**ПУНКТЫ НАБОРА ДАННЫХ**
----------------------------------------

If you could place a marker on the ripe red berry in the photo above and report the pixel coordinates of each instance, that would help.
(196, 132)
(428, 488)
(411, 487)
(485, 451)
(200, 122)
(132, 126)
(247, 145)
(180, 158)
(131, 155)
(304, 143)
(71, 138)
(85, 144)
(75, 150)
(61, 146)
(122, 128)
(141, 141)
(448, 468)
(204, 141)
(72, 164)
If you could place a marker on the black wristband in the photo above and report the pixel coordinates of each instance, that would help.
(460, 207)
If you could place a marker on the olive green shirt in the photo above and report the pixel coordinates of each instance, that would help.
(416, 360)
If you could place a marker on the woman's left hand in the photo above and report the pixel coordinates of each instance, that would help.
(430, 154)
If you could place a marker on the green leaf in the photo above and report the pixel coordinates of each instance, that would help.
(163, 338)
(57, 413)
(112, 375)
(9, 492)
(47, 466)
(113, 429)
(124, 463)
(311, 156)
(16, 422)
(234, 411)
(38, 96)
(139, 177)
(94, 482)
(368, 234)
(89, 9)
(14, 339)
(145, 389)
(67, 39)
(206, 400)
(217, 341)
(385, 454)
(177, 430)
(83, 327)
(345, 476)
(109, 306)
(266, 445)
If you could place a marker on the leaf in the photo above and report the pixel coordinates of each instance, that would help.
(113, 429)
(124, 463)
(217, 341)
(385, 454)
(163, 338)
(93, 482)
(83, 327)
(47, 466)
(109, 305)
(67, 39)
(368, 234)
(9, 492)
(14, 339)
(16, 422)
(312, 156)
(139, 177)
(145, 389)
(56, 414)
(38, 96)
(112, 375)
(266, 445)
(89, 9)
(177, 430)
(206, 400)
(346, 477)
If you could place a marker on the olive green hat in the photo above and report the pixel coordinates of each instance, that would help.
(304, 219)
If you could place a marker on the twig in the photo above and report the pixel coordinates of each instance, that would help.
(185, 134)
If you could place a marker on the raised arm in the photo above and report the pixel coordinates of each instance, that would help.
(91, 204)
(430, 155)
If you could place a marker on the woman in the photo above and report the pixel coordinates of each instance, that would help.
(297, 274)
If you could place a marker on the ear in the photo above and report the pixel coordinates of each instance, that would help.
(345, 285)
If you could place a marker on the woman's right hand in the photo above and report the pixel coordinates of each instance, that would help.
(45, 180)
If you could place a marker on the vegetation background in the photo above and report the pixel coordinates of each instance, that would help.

----------------------------------------

**СУТЬ ЗАДАНИЯ**
Преврати все пункты выше в нумерованный список, пустые строки пропусти.

**В ОТВЕТ**
1. If you could place a marker on the ripe red berry in the photo above and report the pixel coordinates of each instance, that would help.
2. (196, 132)
3. (428, 488)
4. (411, 487)
5. (485, 451)
6. (200, 122)
7. (132, 126)
8. (247, 145)
9. (180, 158)
10. (131, 155)
11. (304, 143)
12. (71, 138)
13. (85, 144)
14. (75, 150)
15. (61, 146)
16. (122, 128)
17. (141, 141)
18. (448, 468)
19. (204, 141)
20. (72, 164)
21. If you could place a marker on the black wristband in the photo above and report the pixel coordinates of each instance, that would help.
22. (460, 207)
23. If you could place a marker on the olive green shirt in the photo above and report the pixel coordinates of each instance, that would help.
24. (416, 360)
25. If you could place a marker on the woman's left hand in the photo above and report the pixel coordinates of each instance, that would help.
26. (430, 154)
27. If you could place a marker on the green leaf in the photo above and report the pixel coordinates of each instance, that would help.
28. (163, 338)
29. (57, 413)
30. (112, 375)
31. (9, 492)
32. (47, 466)
33. (113, 429)
34. (124, 463)
35. (311, 156)
36. (16, 422)
37. (234, 411)
38. (38, 96)
39. (139, 177)
40. (94, 482)
41. (368, 234)
42. (89, 9)
43. (14, 339)
44. (145, 389)
45. (67, 39)
46. (206, 400)
47. (217, 341)
48. (385, 454)
49. (177, 430)
50. (83, 327)
51. (345, 476)
52. (109, 306)
53. (266, 445)
54. If you could place a marker on the leaf in the photo above and report the pixel coordinates of each instance, that would help.
55. (113, 429)
56. (124, 463)
57. (217, 341)
58. (385, 454)
59. (163, 338)
60. (93, 482)
61. (83, 327)
62. (47, 466)
63. (109, 305)
64. (67, 39)
65. (368, 234)
66. (9, 492)
67. (14, 339)
68. (16, 422)
69. (312, 156)
70. (139, 177)
71. (145, 389)
72. (56, 414)
73. (38, 96)
74. (112, 375)
75. (266, 445)
76. (89, 9)
77. (177, 430)
78. (206, 400)
79. (346, 477)
80. If you could place a marker on the olive green hat in the photo above and report the pixel coordinates of each instance, that would help.
81. (304, 219)
82. If you could place a marker on the twig in the photo above and report the pixel coordinates of each instance, that would help.
83. (185, 134)
84. If you could place a marker on the raised arm in the photo above and report the pixel coordinates of each instance, that would help.
85. (91, 204)
86. (430, 155)
87. If you could place a marker on the woman in the photo above and report the pixel coordinates of each instance, that would help.
88. (297, 274)
89. If you could place a marker on the ear in the photo above and report the pixel coordinates of each instance, that would help.
90. (345, 285)
91. If you could place a marker on the woman's right hand in the photo above and report the pixel coordinates of each instance, that would help.
92. (45, 180)
93. If you could place a marker on the vegetation background in the photo above and report the pixel coordinates of each instance, that would help.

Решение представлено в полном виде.